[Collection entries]
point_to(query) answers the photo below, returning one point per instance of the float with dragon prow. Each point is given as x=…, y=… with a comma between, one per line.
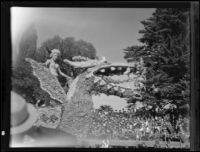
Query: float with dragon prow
x=100, y=76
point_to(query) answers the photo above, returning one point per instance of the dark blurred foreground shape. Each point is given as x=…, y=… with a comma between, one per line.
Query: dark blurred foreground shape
x=24, y=134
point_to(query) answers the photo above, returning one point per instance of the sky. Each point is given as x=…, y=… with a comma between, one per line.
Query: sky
x=110, y=30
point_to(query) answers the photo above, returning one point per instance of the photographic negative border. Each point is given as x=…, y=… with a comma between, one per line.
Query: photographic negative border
x=6, y=52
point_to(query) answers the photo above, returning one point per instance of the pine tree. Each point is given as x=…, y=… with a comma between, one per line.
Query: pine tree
x=166, y=54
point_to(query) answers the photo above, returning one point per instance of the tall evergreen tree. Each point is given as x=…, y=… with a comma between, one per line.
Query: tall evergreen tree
x=166, y=53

_STATED PROBLEM_.
Repeat all of the material above word for word, leaving the pictures out.

_ANSWER IN FULL_.
point_to(query) answers the photo below, returning one point per instance of the float with dragon prow. Each point is given as x=…, y=… with a comma between, one per line.
Query: float with dragon prow
x=100, y=76
point_to(query) answers the photo above, returning one point per instance of the dark blurred foreground shape. Each point is given as x=…, y=… with a comma between, one per line.
Query: dark blurred foreground shape
x=24, y=134
point_to(query) answers the photo above, returning one point per instance of the sky. Each point is given as x=…, y=… with a comma between, one per line.
Query: sky
x=110, y=30
point_to(query) answers the photo above, returning one point per instance of the photographic negative border. Each point is given as x=…, y=… with a comma between, one per line.
Query: photographic negative border
x=6, y=52
point_to(query) answers the photo above, returning one point per instance of the pine tree. Each point is given as x=…, y=… with a comma between, one per line.
Query: pine tree
x=166, y=54
point_to(query) answers the photo above, returning one point per instance of the tall evergreen tree. Each point is given as x=…, y=… with a comma between, one per line.
Query: tall evergreen tree
x=166, y=53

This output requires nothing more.